**Description of the task**
The records below need to be printed in full. Keep each one exact.
============================================================
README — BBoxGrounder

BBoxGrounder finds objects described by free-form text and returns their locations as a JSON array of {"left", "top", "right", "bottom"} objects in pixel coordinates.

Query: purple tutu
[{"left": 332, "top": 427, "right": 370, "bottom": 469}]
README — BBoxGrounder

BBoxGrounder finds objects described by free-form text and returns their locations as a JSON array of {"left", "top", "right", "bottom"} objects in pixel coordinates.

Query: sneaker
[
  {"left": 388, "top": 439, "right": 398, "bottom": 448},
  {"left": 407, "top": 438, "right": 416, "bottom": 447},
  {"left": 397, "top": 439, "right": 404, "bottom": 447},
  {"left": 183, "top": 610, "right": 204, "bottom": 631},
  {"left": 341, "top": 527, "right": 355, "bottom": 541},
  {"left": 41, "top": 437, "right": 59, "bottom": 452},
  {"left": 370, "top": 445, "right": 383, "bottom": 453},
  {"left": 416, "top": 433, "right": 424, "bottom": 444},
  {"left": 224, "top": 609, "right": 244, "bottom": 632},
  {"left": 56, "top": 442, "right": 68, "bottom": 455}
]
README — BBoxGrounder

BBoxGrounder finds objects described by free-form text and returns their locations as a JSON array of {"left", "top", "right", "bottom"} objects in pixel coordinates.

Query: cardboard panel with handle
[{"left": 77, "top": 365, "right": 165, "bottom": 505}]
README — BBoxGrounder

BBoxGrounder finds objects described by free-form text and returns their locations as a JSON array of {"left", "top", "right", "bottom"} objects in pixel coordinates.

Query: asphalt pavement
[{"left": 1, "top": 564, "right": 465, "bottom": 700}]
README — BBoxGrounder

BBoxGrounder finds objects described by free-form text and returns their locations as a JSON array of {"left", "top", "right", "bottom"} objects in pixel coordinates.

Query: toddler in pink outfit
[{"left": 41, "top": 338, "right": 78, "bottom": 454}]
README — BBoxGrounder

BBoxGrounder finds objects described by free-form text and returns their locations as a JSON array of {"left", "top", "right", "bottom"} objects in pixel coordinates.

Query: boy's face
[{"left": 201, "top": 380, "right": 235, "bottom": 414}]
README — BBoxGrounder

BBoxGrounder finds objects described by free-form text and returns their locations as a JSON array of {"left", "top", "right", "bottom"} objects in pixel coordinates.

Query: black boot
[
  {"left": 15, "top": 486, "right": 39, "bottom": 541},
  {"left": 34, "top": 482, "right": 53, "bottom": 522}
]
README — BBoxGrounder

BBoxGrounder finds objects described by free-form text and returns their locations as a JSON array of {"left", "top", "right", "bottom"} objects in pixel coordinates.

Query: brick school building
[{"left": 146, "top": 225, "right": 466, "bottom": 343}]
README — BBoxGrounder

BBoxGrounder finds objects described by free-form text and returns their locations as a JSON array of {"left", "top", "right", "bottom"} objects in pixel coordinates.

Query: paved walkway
============================================================
**Output below**
README — BBoxGrounder

BBoxGrounder finds objects described by free-form text and returns their locations as a JSON array of {"left", "top", "right", "bottom"} objects in pixel coordinates.

Query: purple tutu
[{"left": 332, "top": 427, "right": 370, "bottom": 469}]
README — BBoxGrounder

BBoxGrounder finds objects described by free-form text and returns their locations as a JSON array of {"left", "top", "right", "bottom"} objects in pixel coordinates.

Query: sneaker
[
  {"left": 388, "top": 439, "right": 398, "bottom": 448},
  {"left": 407, "top": 438, "right": 416, "bottom": 447},
  {"left": 397, "top": 439, "right": 404, "bottom": 447},
  {"left": 183, "top": 610, "right": 204, "bottom": 631},
  {"left": 341, "top": 527, "right": 355, "bottom": 541},
  {"left": 41, "top": 437, "right": 59, "bottom": 452},
  {"left": 370, "top": 445, "right": 383, "bottom": 453},
  {"left": 416, "top": 433, "right": 424, "bottom": 444},
  {"left": 224, "top": 609, "right": 244, "bottom": 632},
  {"left": 56, "top": 442, "right": 68, "bottom": 455}
]
README — BBoxGrounder

BBoxGrounder finds objects described by free-form text and returns their locations as a JSON array of {"left", "top", "right", "bottom"} objects in pixel coordinates.

Query: cardboard panel with handle
[{"left": 77, "top": 365, "right": 165, "bottom": 505}]
README — BBoxGrounder

BBoxGrounder finds objects described by free-form text and returns their locations as a JSON array of {"left", "top", "right", "bottom"} objects in pixel coordinates.

Query: asphalt pavement
[{"left": 1, "top": 564, "right": 465, "bottom": 700}]
README — BBoxGrounder

BBoxGrounder finds objects described by free-form text and returns their locations as a JSON array of {"left", "top", "right", "bottom"} objects in pixel coordinates.

Query: toddler in pink outfit
[{"left": 41, "top": 338, "right": 78, "bottom": 454}]
README — BBoxGrounder

BBoxGrounder finds objects described by free-form text and returns their locations as a JSON array of {"left", "top", "right", "bottom"} objects in pixel coordinates.

Query: boy's face
[{"left": 201, "top": 380, "right": 235, "bottom": 414}]
README — BBoxGrounder

BBoxGrounder finds objects described by free-form text and returns their locations as a JSON array of {"left", "top", "right", "bottom"} objects in pixel coordinates.

Query: black boot
[
  {"left": 15, "top": 486, "right": 39, "bottom": 541},
  {"left": 34, "top": 482, "right": 53, "bottom": 522}
]
README — BBoxGrounder

BBoxGrounder finds objects described by free-form text and returns their locations as a JSON array of {"left", "top", "right", "bottom"} objects in pixel coordinates.

Query: brick school building
[{"left": 146, "top": 225, "right": 466, "bottom": 343}]
README — BBoxGrounder

BBoxGrounder finds objects described by free-form text and returns their locations as a JSON array of {"left", "top", "right", "bottom"} objects in pixel coordinates.

Query: paved walkway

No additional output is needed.